— Metin Bölümü —
19 Şubat 2011 Cumartesi

Mekan Oynatmaya Devam Ediyor / Galatasaray 1-0 Bucaspor

Hagi ile Rijkaard'ın 4-3-3'leri arasındaki fark, Hagi'nin orta sahada daha dirençli ve topa basan oyuncularla oynamasından geçiyor. Rijkaard {yetersiz rotasyona rağmen} orta sahanın ortasında Elano gibi Misimovic gibi bir organizatörü mutlaka kullanırdı. Hagi'nin tercihi ise Culio ve Neill gibi pas organizasyonuna da yatkın ama temelde mücadele barındıran isimler. Ama bugün hücumlarda organizasyon anlamında sınıfta kaldık, yeterli değildik. Özellikle de Baros'un 11'e yerleşmesiyle bu daha da ortaya çıktı. Baros'un orta sahanın ortasına kadar gelip hücum başlattığı anlar oldu, oysa Baros'u doğru paslarla buluşturacak Misimovic gibisinden bir futbolcuyla çok daha olgun ataklar izlemek mümkündü.

Orta sahanın organizasyon anlamında yetersiz kalmasının bir diğer etmeni de Neill ve Culio'lu orta sahada Sabri'nin doğru partner olmaması. Çünkü istikrarsız bir futbolcu ve orta sahada da oynarken bu istikrarsızlığı daha bi gün yüzüne çıkıyor. Eskişehirspor maçının başında kurulan baskı ve devamında gelen gollerde onun getirdiği enerjinin rolü büyüktü ama pas organizasyonu aranan anlarda oldukça yetersiz kaldı. Bu yüzden de Culio bir bakıma maystro rolünde tekti, Neill ise maç boyu rakibin hızlı çıkmasına engel olmaya çalıştı. Durum böyle olunca da maçın çok büyük bir bölümü Kazım ve Stancu devreye giremedi, haliyle de Baros aradığı topları bulamadı. Oysa Hagi, yanlışından dönüp Sabri'yi beke çekerek Yekta'yı oyuna aldığında ise daha bir olgun, kanatları da çalıştırmaya başlamış ve biraz da olsun baskıyı rakibi üzerinde hissettirebilen bir hal aldı.

— Veri Kümesi Öğeleri —
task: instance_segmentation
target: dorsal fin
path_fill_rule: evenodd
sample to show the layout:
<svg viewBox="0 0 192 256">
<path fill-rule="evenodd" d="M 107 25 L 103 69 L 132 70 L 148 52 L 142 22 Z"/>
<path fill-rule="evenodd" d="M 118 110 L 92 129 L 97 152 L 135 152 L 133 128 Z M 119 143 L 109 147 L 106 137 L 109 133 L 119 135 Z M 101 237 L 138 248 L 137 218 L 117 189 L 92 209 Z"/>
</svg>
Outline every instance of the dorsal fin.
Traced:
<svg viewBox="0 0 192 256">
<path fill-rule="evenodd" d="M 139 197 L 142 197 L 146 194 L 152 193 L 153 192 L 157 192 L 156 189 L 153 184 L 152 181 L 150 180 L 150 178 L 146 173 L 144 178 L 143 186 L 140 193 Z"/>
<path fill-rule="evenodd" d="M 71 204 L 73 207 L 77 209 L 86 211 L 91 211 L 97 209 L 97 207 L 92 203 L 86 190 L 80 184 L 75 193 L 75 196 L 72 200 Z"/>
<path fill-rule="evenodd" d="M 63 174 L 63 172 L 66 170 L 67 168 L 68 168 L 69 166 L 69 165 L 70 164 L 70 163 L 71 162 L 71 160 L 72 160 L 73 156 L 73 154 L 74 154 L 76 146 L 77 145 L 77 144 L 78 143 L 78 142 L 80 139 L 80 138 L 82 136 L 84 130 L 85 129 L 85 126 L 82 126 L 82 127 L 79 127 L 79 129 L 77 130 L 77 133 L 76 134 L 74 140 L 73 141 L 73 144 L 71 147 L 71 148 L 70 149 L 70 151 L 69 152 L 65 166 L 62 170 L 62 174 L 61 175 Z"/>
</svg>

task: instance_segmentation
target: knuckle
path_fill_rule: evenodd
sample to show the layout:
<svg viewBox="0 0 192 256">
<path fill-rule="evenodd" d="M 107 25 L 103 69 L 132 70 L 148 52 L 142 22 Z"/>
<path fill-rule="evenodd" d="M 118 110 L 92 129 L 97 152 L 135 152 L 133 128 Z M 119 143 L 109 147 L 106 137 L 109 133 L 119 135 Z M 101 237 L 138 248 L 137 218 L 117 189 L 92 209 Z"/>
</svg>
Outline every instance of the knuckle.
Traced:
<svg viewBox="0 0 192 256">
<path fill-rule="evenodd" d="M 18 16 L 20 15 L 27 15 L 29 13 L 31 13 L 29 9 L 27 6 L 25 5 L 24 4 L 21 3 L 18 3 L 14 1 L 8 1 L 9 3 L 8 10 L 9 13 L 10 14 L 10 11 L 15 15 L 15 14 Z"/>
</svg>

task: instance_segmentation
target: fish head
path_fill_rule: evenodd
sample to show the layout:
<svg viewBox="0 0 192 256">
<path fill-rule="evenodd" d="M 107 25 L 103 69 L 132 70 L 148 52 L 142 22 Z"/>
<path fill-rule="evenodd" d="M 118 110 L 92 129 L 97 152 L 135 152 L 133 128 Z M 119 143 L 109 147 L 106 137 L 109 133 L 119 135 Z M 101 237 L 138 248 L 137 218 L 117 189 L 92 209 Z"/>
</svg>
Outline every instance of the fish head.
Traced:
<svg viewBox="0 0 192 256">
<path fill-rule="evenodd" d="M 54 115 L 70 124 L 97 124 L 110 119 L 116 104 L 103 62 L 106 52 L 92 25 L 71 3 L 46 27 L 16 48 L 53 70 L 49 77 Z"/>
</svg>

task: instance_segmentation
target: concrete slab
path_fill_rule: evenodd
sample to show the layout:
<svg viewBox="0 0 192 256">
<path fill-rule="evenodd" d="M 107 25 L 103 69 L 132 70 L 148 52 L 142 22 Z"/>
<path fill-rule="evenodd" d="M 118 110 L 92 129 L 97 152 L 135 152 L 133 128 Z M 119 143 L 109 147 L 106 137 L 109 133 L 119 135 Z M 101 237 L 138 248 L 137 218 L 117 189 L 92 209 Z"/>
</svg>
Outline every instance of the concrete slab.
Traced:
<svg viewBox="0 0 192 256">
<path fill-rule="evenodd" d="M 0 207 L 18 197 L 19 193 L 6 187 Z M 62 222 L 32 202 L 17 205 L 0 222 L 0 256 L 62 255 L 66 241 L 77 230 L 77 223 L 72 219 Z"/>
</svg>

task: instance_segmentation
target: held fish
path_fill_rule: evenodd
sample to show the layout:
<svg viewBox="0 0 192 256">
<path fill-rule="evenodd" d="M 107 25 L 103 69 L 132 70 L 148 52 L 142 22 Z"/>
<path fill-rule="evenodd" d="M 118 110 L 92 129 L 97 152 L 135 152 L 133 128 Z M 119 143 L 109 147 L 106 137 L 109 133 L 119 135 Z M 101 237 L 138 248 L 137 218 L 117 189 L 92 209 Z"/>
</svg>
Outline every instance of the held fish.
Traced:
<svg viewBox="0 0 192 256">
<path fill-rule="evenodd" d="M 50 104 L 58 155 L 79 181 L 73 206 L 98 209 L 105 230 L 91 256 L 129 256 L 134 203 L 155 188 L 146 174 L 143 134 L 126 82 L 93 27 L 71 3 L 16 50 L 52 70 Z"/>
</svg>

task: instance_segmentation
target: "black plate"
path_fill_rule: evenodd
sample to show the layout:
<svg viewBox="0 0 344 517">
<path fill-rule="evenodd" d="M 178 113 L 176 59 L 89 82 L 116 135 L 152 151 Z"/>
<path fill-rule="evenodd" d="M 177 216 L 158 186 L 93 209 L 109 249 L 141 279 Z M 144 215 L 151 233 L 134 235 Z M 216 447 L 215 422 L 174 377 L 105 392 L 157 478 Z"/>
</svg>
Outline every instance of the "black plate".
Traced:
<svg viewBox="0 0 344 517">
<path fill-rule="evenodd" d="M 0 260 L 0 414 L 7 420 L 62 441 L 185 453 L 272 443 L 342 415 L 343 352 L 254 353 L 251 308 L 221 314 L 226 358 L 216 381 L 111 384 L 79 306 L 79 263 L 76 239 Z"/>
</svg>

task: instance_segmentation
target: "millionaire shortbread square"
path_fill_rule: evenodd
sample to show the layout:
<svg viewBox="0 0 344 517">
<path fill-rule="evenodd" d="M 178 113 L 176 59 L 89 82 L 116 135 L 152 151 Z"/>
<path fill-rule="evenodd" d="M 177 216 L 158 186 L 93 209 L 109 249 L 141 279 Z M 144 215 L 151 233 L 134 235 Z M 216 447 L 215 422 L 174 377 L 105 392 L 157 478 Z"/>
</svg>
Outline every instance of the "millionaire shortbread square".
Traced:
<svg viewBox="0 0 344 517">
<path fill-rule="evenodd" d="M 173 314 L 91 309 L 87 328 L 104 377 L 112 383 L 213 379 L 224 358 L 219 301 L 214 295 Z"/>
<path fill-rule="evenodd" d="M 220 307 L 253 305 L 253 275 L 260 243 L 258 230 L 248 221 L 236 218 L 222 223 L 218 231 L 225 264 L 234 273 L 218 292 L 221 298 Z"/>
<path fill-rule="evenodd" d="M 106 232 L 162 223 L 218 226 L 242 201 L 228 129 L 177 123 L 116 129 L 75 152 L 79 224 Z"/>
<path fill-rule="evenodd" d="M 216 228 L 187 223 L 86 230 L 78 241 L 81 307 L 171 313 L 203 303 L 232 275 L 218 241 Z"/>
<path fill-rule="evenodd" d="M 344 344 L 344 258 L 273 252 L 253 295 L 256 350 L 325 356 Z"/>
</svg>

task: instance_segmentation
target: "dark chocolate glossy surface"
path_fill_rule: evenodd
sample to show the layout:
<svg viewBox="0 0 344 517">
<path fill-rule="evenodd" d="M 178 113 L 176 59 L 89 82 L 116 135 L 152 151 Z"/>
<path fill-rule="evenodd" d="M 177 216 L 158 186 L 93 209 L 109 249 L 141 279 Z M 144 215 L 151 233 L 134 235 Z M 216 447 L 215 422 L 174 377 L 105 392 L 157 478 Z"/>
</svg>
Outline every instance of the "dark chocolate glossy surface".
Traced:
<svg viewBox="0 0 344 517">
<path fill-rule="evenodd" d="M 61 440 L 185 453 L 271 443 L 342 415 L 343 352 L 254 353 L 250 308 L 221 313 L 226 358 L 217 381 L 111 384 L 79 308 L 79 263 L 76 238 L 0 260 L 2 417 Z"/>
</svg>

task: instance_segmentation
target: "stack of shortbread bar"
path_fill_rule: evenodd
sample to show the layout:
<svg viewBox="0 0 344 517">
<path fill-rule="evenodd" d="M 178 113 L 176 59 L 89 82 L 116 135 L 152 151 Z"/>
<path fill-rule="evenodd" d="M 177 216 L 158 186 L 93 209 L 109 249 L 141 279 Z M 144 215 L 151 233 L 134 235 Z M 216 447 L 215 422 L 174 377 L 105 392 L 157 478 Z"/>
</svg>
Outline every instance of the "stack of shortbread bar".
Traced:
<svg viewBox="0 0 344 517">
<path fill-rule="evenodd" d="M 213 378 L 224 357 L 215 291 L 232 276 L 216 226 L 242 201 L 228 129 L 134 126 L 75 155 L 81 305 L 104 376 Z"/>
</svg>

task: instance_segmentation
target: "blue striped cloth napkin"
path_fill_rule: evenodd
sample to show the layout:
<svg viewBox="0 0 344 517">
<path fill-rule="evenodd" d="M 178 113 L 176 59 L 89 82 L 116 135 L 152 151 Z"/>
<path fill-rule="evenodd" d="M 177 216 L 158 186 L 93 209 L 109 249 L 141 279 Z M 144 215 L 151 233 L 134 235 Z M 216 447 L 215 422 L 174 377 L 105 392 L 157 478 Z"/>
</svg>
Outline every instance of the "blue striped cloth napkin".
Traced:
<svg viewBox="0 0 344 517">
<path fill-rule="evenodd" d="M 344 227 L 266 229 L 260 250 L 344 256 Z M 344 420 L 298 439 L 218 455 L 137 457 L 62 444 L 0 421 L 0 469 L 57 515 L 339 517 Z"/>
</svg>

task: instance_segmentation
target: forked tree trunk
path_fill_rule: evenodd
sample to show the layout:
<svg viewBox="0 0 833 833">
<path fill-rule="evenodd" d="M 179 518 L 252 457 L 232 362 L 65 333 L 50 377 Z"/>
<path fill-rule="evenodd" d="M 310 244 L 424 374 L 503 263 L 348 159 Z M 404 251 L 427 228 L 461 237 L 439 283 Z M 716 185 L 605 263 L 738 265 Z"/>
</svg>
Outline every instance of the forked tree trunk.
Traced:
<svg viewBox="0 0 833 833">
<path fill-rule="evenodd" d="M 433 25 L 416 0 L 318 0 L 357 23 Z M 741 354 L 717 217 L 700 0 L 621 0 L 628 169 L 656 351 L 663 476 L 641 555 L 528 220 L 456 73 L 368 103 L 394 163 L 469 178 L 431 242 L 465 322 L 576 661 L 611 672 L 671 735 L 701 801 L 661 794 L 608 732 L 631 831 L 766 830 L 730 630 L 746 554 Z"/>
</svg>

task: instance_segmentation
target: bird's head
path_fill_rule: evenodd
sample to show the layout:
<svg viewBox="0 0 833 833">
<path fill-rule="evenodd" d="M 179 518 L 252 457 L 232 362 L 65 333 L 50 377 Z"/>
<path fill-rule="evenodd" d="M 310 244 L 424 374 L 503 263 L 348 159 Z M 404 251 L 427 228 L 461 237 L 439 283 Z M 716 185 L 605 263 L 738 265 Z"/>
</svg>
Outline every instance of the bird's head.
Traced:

— Kısa Soru A —
Galatasaray-Bucaspor maç yorumuna göre Hagi, Sabri'yi beke çektiğinde oyuna hangi oyuncuyu aldı?
— Kısa Soru B —
Galatasaray-Bucaspor maç yorumunu, metnin son cümlesinden sonra gelecek biçimde sürdürün.

— Alıştırma Cevabı A —
Yekta'yı oyuna aldı.

— Alıştırma Cevabı B —
Galatasaray'ın savunmada zaafları belli. Defansın arkasına atılan uzun topların sıkıntı olduğu zaten ortada ve herhangi bir bek savunmamızdan da söz etmek mümkün değil. Hakan Balta yerine Çağlar oynadığında biraz daha umutlandım ama Çağlar'ın maç eksiği büyük. Mendy bir ara orayı koridor yaptı ve buna çara bulamadık. Çünkü alternatif yok, malesef bekler çok büyük sıkıntı. Bucaspor da maç boyunca bu eksiklerden yararlanmaya çalıştı, gol pozisyonları da üretti ama şansın yanlarında olduğunu söylemek imkansız. Gerek duran toplardan, gerekse kanatlardan hızlı geldiklerinde buldukları net pozisyonları var, hatta net pozisyonları Galatasaray'a göre daha fazla.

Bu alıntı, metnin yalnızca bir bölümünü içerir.